- **KUTIPAN TEKS**:

________________________

Esai: Lima Paradigma Subagio

Lima Paradigma Subagio

Oleh Hasan Aspahani
 
 
Pasal 1. Jangan menyekatkan perhatian hanya kepada diri sendiri.

Penjelasan: Perhatikanlah diri kita, tapi perhatian kita jangan hanya tersekat pada kepada diri sendiri. Sehebat apapun, kita hanya punya satu kehidupan yang amat sempit dibandingkan betapa banyak kehidupan di luar diri kita. Perhatikan kepada kehidupan lain di luar diri kita akan memperkaya kita dan juga membuat lebih mengenal siapa kita sesungguhnya.

Pasal 2: Sajak yang hanya berisi sedu-sedan dan keluh-kelah bukan sajak yang cukup berarti.

Penjelasan: Sajak seringkali suka menempuh jalan sunyi. Sajak kerapkali berisi perayaan atas sedih dan duka. Sajak acapkali seperti meruapkan aroma darah yang menetes dari hati yang luka. Tapi sajak yang baik tidak menjadikan kesunyian, dukalara dan luka itu sebagai alasan untuk jadi cengeng, tersedu-sedu dan mengumbar keluh-kesah. Sunyi, duka dan luka di dalam sajak hendaknya bisa mengingatkan bahwa memang mereka adalah bagian mutlak dari kehidupan. Sunyi, duka dan luka di dalam sajak yang penuh bermakna mampu menghadirkan alasan bahwa hidup memang berharga untuk dilanjutkan.

Pasal 3: Penyair harus mempertalikan diri dengan lingkaran dunia yang lebih luas.

________________________

- **DATA YANG DIBERIKAN**:
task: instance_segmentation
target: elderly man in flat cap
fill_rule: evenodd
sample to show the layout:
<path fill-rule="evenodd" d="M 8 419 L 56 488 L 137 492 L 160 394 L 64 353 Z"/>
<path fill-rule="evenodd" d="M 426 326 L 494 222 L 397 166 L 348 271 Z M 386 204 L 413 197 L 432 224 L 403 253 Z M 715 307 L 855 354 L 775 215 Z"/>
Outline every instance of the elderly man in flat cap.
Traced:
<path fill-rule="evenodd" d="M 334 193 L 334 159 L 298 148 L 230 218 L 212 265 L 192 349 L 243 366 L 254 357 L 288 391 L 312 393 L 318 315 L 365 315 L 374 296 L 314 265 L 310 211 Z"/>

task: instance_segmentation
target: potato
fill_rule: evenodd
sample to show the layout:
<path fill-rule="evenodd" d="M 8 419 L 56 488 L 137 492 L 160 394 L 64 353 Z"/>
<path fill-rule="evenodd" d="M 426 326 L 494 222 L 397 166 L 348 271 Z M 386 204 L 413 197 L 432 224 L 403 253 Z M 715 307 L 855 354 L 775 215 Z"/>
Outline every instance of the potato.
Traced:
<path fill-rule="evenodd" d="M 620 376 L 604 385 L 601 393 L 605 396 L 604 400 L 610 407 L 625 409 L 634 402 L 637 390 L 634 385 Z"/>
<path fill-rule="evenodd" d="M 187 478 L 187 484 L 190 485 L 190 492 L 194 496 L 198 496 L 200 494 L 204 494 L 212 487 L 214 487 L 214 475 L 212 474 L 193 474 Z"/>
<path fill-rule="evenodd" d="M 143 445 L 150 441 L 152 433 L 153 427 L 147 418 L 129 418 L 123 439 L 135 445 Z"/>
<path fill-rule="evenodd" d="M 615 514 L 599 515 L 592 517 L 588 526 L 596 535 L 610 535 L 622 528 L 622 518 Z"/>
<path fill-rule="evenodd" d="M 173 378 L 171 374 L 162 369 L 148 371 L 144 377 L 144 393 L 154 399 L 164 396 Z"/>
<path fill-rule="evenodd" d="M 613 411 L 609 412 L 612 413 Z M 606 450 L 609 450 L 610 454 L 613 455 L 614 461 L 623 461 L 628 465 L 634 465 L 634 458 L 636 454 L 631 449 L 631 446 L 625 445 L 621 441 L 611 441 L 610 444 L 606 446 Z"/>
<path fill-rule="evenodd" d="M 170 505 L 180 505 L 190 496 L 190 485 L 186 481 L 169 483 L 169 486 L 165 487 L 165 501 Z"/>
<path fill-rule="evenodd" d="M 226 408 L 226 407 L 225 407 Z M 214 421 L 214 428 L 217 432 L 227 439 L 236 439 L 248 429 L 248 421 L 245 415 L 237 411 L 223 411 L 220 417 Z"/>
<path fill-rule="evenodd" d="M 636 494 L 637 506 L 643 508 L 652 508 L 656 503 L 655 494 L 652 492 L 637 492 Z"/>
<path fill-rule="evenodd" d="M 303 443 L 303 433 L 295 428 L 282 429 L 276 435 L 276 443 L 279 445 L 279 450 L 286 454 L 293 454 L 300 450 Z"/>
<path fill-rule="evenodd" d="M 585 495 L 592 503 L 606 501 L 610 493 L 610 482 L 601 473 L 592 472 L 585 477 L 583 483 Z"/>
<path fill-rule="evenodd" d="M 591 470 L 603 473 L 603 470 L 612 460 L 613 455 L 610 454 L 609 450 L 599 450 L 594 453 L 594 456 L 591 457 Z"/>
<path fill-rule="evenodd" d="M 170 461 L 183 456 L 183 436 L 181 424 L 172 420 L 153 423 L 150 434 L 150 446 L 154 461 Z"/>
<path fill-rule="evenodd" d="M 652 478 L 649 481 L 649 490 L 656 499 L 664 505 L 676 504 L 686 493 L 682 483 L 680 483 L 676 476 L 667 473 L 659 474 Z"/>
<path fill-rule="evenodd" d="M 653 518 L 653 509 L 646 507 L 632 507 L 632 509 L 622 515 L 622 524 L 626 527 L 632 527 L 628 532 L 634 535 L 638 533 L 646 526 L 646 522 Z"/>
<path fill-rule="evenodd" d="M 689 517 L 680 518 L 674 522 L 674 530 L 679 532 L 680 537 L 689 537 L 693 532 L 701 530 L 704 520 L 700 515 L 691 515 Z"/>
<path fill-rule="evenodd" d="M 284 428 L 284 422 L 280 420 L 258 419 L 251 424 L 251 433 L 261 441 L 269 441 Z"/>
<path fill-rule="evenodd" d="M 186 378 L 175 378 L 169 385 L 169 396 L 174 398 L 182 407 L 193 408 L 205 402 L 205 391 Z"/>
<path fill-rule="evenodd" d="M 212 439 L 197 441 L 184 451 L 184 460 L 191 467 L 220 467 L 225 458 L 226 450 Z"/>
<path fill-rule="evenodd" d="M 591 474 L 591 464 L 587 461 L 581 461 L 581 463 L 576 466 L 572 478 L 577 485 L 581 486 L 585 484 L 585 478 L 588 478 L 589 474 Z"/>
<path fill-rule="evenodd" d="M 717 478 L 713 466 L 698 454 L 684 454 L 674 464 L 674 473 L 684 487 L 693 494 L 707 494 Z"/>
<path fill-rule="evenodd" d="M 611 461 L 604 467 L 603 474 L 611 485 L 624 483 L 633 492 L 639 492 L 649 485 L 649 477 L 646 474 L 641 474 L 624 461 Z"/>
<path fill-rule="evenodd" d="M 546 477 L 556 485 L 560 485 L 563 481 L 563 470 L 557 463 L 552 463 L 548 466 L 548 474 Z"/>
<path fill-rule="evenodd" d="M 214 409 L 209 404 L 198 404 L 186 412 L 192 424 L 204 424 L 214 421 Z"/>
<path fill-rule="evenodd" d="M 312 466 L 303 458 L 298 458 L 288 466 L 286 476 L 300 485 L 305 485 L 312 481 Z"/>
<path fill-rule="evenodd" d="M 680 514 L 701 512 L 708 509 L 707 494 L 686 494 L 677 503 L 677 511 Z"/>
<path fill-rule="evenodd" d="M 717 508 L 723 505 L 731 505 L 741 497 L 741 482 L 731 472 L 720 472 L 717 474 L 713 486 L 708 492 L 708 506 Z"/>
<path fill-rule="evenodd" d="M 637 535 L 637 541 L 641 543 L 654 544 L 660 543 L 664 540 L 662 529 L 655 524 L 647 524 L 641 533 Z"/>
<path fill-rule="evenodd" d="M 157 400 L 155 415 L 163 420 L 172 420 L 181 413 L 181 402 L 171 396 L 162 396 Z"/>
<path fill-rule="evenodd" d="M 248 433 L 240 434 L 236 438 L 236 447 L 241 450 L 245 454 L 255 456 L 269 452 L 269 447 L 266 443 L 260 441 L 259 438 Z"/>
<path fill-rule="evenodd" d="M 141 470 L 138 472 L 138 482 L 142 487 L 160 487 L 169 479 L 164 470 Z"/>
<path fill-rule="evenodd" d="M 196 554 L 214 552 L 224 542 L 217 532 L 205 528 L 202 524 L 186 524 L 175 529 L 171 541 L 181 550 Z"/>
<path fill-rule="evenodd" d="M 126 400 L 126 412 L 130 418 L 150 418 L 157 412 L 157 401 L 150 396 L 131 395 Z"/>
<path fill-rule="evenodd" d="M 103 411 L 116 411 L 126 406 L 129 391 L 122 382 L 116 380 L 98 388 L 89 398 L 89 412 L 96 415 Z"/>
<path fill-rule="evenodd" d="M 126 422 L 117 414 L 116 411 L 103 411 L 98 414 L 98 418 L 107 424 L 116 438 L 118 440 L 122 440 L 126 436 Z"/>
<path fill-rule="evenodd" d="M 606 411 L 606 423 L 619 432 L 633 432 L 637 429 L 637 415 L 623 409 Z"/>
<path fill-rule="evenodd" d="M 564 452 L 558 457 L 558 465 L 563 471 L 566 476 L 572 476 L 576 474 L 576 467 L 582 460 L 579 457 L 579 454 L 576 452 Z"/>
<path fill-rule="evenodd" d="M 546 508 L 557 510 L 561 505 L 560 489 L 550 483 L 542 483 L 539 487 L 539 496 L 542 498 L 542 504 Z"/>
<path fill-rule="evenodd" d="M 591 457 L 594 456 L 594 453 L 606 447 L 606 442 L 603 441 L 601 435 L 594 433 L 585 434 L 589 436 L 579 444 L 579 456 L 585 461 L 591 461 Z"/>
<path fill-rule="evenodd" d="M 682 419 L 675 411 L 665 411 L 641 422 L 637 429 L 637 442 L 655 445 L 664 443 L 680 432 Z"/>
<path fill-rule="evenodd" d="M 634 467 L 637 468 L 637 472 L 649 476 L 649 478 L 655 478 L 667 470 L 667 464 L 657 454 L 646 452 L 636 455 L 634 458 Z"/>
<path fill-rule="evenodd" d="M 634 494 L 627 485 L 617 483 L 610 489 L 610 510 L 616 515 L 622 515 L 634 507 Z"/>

________________________

- **SOAL TERTULIS 1**: Tulis kembali entri mulai dari baris pertamanya hingga baris yang memuat "334 193 L 334", permintaannya ikut ditulis. Tambahkan 100 ke setiap angka koordinat pada jawabannya, sedangkan permintaan dan contoh formatnya dibiarkan sama.
- **SOAL TERTULIS 2**: Sambung esai tentang lima paradigma Subagio itu mulai dari kalimat terakhirnya.

- **HASIL LATIHAN 1**:
task: instance_segmentation
target: elderly man in flat cap
fill_rule: evenodd
sample to show the layout:
<path fill-rule="evenodd" d="M 8 419 L 56 488 L 137 492 L 160 394 L 64 353 Z"/>
<path fill-rule="evenodd" d="M 426 326 L 494 222 L 397 166 L 348 271 Z M 386 204 L 413 197 L 432 224 L 403 253 Z M 715 307 L 855 354 L 775 215 Z"/>
Outline every instance of the elderly man in flat cap.
Traced:
<path fill-rule="evenodd" d="M 434 293 L 434 259 L 398 248 L 330 318 L 312 365 L 292 449 L 343 466 L 354 457 L 388 491 L 412 493 L 418 415 L 465 415 L 474 396 L 414 365 L 410 311 Z"/>

- **HASIL LATIHAN 2**:
Penjelasan: Mempertalikan diri berarti kita menaruh perhatian, meluangkan waktu untuk melihat gerak-gerik dunia: alam, binatang, benda mati, langit, dan manusia, sesempatnya. Pasti ada yang luput dari perhatian kita, tapi selalu saja ada yang hanya kita sendiri yang melihat gerak-geriknya. Kita yang memberi makna pada gerak-gerik yang remeh itu. Setiap kali menemukan sesuatu dari dunia luas yang sedang diperhatikan maka kita sedapat mungkin terpandang juga pada diri sendiri, yang ternyata ah betapa kecilnya.

Pasal 4: Tema cinta abadi dalam sajak.

Penjelasan: Kupaslah sajak sampai ia telanjang bulat, maka yang tersisa adalah Cinta. Bawalah sajak jauh mengembara, maka ia selalu bisa dikembalikan pada Cinta. Yaitu Cinta pada indahnya kebenaran, kedamaian, dan damba untuk mewujudkan keadaan terbaik yang paling mungkin untuk dicapai.

Pasal 5. Sajak adalah catatan pengalaman batin dalam menangkap dan merasakan cinta.

Penjelasan: Cinta yang ditangkap dan dirasakan oleh penyair adalah pengalaman batiniah. Menulis sajak adalah menjasmanikan rasa cinta itu. Sajak adalah catatan dari apa yang dialami oleh batin yang merasakan cinta itu. Di dalam sajak penyair tidak melulu hanya mencatat cinta, cinta, cinta dan cinta itu saja. Dalam sajak, cinta pun kadang hanya hadir sebagai rasa. Ia bisa dirasakan dari apa-apa yang dicatatkan oleh penyair. Sajak yang baik bisa menawarkan pengalaman batin bagi pembaca, dan si pembaca juga bisa menangkap dan merasakan cinta yang ada di dalam sajak itu atau bahkan cinta lain yang berada tidak pada sajak itu.

* Diolah dari “Kata Pengantar Penyair”, Subagio Sastrowardoyo pada buku “Dan Kematian Makin Akrab”, PT Grasindo, 1995.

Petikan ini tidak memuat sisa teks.